Text-to-region grounding data:
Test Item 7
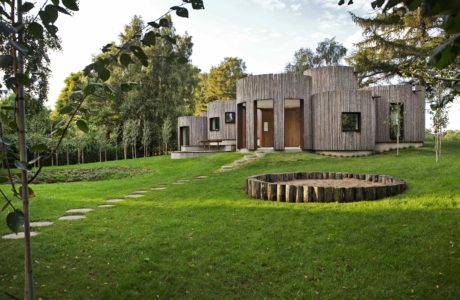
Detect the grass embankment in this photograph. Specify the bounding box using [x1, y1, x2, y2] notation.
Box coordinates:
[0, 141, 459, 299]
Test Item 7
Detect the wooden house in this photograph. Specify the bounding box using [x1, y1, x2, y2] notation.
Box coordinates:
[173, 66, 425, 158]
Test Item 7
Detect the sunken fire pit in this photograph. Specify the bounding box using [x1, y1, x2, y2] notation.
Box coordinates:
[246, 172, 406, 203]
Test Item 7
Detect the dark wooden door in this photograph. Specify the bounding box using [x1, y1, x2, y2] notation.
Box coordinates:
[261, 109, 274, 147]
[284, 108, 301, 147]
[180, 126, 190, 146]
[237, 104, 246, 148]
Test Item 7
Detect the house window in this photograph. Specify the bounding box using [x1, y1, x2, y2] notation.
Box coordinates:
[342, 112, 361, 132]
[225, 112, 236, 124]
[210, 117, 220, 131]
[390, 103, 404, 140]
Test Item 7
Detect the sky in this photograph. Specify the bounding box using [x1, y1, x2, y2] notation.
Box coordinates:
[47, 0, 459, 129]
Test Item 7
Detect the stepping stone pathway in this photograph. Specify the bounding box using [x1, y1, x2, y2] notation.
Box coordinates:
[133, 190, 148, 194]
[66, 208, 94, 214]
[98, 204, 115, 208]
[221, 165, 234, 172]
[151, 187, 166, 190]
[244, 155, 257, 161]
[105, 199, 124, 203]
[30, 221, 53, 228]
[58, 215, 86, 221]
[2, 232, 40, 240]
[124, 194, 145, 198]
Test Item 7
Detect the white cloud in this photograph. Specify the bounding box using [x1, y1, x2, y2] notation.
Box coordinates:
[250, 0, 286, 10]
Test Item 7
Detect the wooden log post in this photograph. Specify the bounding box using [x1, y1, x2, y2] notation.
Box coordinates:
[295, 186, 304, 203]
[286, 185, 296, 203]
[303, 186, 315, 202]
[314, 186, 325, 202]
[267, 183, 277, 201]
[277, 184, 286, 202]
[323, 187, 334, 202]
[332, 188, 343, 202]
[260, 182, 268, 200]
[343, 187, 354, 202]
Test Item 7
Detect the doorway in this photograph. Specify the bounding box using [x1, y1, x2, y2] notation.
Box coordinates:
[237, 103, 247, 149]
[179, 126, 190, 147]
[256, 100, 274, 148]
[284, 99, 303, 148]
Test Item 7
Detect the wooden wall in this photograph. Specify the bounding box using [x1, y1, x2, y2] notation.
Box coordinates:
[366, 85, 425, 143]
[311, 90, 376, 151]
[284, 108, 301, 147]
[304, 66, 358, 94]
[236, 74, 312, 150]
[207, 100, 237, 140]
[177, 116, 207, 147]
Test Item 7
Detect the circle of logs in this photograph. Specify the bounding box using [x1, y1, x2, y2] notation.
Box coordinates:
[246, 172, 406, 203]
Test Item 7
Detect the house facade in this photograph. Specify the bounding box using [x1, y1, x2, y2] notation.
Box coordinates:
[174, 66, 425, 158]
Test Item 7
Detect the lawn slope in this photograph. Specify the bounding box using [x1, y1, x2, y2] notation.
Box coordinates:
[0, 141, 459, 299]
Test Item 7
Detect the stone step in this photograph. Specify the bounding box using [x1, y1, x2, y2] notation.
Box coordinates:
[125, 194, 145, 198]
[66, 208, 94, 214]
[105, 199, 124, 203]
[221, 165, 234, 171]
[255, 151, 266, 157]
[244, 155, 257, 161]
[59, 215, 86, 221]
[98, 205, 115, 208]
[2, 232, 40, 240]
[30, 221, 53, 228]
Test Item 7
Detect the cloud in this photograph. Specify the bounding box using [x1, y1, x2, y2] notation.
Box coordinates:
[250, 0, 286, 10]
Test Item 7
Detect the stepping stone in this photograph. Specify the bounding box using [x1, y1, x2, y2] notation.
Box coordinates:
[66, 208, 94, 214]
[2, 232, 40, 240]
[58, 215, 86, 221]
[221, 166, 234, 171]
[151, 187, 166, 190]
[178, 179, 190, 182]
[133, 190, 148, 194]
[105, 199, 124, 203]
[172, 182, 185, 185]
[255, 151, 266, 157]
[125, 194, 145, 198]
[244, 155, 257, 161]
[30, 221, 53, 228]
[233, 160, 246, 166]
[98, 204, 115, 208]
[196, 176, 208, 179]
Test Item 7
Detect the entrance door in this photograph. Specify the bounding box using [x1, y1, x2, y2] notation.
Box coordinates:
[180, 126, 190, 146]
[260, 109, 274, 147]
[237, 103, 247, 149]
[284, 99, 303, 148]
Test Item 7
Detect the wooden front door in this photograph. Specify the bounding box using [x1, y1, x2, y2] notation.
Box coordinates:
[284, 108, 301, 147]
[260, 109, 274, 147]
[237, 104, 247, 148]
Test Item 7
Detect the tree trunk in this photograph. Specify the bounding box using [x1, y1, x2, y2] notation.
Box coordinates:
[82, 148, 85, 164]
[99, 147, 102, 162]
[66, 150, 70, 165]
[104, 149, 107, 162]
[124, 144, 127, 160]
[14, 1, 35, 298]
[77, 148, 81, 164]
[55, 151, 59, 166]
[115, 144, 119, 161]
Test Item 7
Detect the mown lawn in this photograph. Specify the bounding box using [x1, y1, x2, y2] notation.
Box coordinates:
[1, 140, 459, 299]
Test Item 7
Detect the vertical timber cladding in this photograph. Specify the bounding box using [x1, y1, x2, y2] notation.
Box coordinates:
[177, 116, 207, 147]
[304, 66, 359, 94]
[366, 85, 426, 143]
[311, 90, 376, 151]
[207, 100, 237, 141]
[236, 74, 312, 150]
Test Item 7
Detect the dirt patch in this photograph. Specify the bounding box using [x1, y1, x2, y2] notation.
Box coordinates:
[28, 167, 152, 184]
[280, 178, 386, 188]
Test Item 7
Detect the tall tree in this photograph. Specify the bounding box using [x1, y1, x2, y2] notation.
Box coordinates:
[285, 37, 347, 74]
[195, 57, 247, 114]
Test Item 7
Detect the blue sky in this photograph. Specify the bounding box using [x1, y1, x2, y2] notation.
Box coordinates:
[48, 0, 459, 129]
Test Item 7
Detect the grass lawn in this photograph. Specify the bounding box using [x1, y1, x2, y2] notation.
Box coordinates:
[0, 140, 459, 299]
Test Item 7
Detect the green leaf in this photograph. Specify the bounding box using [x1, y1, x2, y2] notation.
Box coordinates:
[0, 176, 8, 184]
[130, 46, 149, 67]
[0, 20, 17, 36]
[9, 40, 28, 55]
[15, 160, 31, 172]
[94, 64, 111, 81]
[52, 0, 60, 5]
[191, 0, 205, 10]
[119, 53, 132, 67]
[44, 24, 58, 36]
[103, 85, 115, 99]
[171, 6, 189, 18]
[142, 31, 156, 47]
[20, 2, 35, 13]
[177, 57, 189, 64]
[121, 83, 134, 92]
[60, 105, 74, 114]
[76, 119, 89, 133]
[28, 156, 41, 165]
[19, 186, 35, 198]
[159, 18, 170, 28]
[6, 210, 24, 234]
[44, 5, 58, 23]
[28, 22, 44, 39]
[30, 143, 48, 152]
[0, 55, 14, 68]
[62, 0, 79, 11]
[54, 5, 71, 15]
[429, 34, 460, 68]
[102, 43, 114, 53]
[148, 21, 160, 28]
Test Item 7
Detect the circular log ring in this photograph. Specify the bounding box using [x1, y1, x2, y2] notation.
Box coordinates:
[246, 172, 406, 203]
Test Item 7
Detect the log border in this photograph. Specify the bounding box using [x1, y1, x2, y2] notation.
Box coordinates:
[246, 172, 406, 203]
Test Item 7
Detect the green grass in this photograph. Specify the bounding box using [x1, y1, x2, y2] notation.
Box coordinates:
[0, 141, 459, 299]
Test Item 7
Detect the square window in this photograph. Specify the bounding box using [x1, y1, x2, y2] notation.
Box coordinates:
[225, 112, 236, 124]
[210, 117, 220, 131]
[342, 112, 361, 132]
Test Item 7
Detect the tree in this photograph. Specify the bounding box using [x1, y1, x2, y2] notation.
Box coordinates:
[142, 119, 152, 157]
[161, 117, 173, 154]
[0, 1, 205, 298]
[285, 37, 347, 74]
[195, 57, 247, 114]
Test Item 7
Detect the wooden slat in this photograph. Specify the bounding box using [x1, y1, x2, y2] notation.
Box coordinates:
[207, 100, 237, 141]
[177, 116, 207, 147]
==
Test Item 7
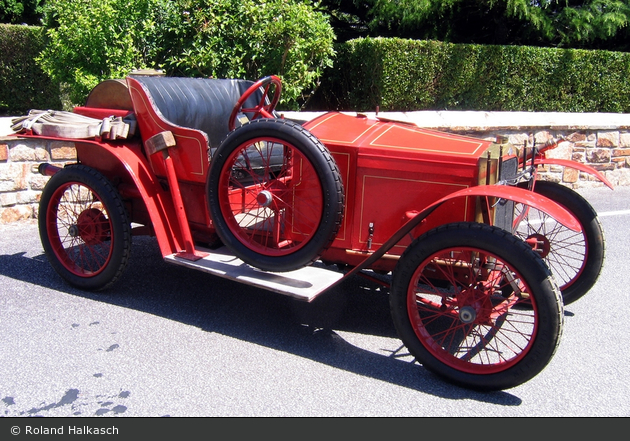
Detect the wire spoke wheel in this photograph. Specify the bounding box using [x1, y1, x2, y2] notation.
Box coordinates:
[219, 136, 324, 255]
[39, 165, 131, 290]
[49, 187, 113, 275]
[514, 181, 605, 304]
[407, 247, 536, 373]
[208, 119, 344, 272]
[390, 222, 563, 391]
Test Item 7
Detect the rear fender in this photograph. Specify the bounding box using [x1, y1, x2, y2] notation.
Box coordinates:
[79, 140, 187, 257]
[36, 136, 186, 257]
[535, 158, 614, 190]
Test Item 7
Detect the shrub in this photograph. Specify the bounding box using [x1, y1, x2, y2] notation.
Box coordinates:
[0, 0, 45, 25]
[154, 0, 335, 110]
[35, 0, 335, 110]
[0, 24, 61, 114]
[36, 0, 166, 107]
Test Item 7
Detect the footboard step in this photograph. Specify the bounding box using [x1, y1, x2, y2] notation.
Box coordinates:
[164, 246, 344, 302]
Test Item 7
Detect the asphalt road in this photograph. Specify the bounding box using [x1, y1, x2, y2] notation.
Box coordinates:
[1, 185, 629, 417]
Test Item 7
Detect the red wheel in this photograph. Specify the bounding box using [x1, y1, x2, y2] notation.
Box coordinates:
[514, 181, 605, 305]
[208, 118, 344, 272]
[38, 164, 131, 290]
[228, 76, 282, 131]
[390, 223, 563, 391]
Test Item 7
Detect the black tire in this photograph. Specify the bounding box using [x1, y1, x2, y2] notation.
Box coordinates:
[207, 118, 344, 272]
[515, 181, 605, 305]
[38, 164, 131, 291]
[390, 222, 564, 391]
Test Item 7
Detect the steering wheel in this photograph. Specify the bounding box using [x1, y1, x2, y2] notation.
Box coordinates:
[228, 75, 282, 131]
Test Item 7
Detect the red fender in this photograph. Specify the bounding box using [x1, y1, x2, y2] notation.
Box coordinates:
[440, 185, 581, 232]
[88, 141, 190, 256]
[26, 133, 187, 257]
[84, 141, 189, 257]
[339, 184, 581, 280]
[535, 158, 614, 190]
* * *
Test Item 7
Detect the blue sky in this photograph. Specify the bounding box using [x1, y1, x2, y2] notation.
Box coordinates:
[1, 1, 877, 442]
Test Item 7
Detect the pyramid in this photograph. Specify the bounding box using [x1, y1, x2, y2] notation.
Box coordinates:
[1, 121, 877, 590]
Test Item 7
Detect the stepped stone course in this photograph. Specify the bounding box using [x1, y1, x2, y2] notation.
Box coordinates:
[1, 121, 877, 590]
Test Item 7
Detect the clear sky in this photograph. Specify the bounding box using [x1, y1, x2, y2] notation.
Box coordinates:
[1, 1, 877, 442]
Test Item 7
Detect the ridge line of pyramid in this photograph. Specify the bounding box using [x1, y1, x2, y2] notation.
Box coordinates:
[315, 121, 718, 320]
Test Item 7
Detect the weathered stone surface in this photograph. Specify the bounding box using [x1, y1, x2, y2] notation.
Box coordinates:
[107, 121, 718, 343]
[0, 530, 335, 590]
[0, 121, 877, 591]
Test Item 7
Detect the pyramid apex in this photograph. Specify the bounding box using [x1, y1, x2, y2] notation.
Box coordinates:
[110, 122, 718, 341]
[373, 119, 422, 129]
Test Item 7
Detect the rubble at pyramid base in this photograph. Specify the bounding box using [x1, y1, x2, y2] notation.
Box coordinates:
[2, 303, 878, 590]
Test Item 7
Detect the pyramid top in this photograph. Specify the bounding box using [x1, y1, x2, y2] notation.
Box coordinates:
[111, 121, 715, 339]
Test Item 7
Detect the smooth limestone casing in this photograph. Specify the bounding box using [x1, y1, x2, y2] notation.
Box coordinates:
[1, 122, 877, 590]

What the task asks:
Look through the data above. Each line containing the word "house" needs to be copied.

Output for this exercise:
Detect the wooden house in this photograph. Specify the bounding box using [x1, y1, x2, y2] notation.
Detect the house window in this photograph. Specify the bounding box using [x1, y1, x2, y2] notation.
Detect the house facade in this photograph. Specify the bounding box using [x1, y1, x2, y2] notation.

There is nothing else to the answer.